> [PROBLEM DETAILS] Render each line of the records below as one string in a JSON list, leaving out blank lines.

*** Begin section ***

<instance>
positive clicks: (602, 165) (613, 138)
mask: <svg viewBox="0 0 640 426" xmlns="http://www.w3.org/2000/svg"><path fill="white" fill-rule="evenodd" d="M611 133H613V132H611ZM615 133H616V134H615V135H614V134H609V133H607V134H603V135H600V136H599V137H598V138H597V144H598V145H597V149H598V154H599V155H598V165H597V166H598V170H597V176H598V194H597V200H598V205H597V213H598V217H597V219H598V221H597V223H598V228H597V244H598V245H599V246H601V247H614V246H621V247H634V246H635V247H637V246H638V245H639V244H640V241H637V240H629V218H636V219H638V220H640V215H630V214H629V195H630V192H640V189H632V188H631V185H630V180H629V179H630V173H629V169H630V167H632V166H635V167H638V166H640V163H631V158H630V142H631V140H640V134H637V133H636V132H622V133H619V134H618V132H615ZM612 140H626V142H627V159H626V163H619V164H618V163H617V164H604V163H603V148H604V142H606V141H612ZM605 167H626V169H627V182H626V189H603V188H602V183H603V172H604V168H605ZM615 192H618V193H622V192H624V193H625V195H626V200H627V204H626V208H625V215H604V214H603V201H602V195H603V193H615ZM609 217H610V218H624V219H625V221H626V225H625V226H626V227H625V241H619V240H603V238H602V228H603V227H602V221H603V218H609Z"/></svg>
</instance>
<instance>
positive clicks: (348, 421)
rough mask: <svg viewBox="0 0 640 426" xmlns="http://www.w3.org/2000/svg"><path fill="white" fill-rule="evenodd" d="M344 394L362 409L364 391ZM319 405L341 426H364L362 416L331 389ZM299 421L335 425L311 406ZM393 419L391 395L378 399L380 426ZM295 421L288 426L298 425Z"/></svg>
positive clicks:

*** End section ***

> [EXERCISE RESULT]
[
  "<instance>",
  "positive clicks: (602, 165) (613, 138)",
  "mask: <svg viewBox=\"0 0 640 426\" xmlns=\"http://www.w3.org/2000/svg\"><path fill=\"white\" fill-rule=\"evenodd\" d=\"M611 133H613V132H611ZM615 133H616V134H615V135H614V134H609V133H607V134H603V135H600V136H599V137H598V138H597V144H598V145H597V149H598V154H599V155H598V165H597V166H598V170H597V176H598V194H597V200H598V205H597V213H598V217H597V219H598V221H597V223H598V228H597V244H598V245H599V246H601V247H614V246H621V247H634V246H635V247H637V246H638V245H639V244H640V241H637V240H629V218H636V219H638V220H640V215H630V214H629V195H630V192H640V189H632V188H631V185H630V180H629V179H630V173H629V169H630V167H632V166H635V167H638V166H640V163H631V158H630V142H631V140H640V134H637V133H636V132H622V133H619V134H618V132H615ZM612 140H626V142H627V159H626V163H619V164H618V163H617V164H604V163H603V148H604V142H606V141H612ZM605 167H626V169H627V182H626V189H603V188H602V183H603V172H604V168H605ZM615 192H618V193H622V192H624V193H625V195H626V200H627V204H626V208H625V215H604V214H603V201H602V195H603V193H615ZM609 217H610V218H624V219H625V221H626V225H625V226H626V227H625V241H619V240H603V238H602V228H603V227H602V221H603V218H609Z\"/></svg>",
  "</instance>",
  "<instance>",
  "positive clicks: (348, 421)",
  "rough mask: <svg viewBox=\"0 0 640 426\" xmlns=\"http://www.w3.org/2000/svg\"><path fill=\"white\" fill-rule=\"evenodd\" d=\"M344 394L362 409L364 391ZM319 405L341 426H364L362 416L331 389ZM299 421L335 425L311 406ZM393 419L391 395L378 399L380 426ZM295 421L288 426L298 425Z\"/></svg>",
  "positive clicks:"
]